Digital audits are systematic assessments of websites or other elements that make up your online
Used strategically they help organisations to get the most from their websites and digital assets.
But not enough people know about the different types and how they can be of benefit.
So in this article I’ll explain:
– Some of the different types of website audit.
– What kinds of things the various audits will tell you
– How to turn the information from audits into a strategy for improvements
– When it might be a good idea to perform or commission an audit and how frequently
What kinds of audits can you do on a website?
There are different kinds of website audits some that focus on the technical aspects while others focus more on content. Then some that are a mixture in that they focus more on the user experience, which is partly technical and partly to do with the content and how it’s arranged and presented.
What they tell you
Website audits give an insight into areas of the site that have potential to improve. Sometimes small changes on a website can yield disproportionally large benefits. Without auditing a website it’s common that those things are missed until something actually goes wrong, or until some work is commissioned that identifies the problem.
What each website audit tells you and looks at varies based on the type of audit, the depth and goals of the assessment. But it’s useful to understand some specific outcomes you can expect from the common types of website audit. So let’s have a look.
What do Website tech audits tell you?
A website technical audit focuses on the way your website is set up. For a website a good technical set up is a bit like the foundations of a house. With them in place you can build something great. If the technical structure is suspect, then even paired with the best design and content your site still won’t perform at its full potential.
These technical audits typically look at how the site, pages and content are structured. How they stack up to the latest accepted standards. How they rank in terms of performance. What type of underlying technologies are in use and if there are any technical errors which need urgent attention or could be resolved.

PROBLEM TO WORK ON:
Could you reproduce, word for word, the stretch of the website audits article above from "Digital audits are" through "and digital assets."?

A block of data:
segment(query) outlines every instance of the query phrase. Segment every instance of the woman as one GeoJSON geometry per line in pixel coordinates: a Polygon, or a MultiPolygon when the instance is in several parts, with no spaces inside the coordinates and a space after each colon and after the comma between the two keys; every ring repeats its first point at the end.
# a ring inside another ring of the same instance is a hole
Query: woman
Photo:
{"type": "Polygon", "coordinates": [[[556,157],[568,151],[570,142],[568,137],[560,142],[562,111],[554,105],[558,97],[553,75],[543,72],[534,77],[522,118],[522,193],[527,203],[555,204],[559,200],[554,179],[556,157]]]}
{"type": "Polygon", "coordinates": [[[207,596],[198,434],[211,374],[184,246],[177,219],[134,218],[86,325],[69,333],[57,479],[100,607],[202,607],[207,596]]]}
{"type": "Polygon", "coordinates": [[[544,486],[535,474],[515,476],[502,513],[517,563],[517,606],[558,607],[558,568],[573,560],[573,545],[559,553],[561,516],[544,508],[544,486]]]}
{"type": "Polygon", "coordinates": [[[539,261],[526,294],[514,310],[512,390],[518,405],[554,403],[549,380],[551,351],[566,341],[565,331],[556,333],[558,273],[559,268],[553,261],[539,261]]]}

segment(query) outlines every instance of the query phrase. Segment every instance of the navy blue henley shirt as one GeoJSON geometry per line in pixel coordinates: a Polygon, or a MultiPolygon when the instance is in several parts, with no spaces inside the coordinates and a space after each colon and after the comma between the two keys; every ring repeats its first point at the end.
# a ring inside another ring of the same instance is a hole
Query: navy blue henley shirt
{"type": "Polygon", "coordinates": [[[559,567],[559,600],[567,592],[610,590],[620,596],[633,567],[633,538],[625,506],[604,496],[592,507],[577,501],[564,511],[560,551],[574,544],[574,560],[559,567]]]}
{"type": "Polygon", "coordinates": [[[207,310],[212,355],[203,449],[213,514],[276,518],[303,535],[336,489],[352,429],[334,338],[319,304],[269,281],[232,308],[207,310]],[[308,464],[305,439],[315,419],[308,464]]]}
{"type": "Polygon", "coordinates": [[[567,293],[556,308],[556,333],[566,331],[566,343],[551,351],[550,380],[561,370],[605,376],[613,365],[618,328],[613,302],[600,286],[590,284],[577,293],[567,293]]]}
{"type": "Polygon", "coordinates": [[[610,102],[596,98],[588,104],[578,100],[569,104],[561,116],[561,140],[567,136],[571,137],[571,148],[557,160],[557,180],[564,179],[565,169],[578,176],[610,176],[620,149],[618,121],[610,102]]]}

SOLUTION:
Digital audits are systematic assessments of websites or other elements that make up your online
Used strategically they help organisations to get the most from their websites and digital assets.